**Instructions to follow**: Count the lines in the listing below that contain the string "post", treating uppercase and lowercase as different. Reply with the number alone.

**Entries supplied**:
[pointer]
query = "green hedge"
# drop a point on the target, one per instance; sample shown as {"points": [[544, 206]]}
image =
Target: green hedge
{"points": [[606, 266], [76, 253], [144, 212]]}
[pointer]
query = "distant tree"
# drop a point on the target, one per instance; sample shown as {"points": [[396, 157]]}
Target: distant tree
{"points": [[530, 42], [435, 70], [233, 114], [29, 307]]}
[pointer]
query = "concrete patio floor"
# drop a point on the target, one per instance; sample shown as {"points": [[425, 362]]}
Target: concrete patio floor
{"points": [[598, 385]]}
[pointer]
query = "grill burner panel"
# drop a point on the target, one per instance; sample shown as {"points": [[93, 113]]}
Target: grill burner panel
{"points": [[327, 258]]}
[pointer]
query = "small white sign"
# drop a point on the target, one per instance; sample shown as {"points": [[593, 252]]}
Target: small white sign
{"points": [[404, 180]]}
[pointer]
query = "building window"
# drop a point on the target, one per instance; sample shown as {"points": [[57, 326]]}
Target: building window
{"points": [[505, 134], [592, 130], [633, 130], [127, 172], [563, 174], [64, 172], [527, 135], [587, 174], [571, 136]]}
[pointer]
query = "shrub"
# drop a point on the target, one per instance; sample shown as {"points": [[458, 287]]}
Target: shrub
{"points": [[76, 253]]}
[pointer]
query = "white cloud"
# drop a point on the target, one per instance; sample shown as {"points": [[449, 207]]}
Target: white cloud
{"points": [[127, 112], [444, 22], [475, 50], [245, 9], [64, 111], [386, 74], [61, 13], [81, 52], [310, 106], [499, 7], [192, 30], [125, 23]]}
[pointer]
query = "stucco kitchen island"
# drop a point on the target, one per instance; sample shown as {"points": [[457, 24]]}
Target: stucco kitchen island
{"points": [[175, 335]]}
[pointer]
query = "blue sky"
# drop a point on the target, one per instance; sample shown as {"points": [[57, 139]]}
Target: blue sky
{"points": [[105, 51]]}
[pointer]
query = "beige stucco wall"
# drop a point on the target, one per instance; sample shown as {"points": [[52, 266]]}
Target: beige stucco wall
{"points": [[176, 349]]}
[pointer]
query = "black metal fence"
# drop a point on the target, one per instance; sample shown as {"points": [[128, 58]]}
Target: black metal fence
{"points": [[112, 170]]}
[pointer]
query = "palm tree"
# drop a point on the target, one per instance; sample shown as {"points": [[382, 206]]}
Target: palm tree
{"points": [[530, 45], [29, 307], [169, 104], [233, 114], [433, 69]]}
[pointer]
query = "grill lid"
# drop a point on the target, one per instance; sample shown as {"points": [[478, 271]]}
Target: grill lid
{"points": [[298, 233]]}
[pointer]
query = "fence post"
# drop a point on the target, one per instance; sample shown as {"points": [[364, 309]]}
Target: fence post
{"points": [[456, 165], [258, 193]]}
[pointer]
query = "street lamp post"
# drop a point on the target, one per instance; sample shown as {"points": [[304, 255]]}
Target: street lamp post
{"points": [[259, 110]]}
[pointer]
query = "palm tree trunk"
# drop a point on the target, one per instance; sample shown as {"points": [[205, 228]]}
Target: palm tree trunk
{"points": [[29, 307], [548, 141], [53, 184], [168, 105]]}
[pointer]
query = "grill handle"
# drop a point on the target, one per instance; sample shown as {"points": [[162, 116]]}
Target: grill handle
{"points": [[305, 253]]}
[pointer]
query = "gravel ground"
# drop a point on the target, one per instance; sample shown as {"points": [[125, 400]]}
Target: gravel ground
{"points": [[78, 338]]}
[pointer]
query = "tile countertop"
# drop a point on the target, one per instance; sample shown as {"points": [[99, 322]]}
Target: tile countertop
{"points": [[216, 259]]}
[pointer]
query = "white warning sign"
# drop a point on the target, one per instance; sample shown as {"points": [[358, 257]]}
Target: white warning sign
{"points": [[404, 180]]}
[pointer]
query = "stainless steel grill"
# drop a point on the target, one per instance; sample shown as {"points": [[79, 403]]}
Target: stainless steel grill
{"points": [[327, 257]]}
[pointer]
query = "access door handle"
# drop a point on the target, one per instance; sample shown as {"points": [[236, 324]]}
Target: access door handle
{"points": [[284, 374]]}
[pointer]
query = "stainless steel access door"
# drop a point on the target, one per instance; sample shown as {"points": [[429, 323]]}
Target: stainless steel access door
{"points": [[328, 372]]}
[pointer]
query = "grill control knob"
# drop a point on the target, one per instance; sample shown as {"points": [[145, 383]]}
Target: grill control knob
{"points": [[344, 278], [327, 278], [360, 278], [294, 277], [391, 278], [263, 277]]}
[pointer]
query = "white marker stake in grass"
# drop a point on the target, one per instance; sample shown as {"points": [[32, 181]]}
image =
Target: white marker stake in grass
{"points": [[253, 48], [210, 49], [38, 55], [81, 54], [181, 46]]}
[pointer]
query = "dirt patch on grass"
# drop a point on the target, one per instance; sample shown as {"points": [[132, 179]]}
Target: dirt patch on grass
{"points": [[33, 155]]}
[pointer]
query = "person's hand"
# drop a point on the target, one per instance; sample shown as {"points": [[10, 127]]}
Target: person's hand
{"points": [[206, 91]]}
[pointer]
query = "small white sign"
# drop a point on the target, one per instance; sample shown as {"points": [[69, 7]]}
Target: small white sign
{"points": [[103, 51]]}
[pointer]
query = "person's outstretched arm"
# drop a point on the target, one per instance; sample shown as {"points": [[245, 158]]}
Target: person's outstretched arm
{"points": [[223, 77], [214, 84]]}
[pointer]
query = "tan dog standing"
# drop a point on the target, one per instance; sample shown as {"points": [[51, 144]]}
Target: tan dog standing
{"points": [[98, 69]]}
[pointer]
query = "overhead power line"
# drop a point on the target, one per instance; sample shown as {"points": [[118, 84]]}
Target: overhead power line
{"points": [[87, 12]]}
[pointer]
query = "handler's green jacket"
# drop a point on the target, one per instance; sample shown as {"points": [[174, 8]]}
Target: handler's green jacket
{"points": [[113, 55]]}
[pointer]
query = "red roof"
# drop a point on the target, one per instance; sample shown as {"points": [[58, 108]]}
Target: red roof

**Reply to the exercise**: 4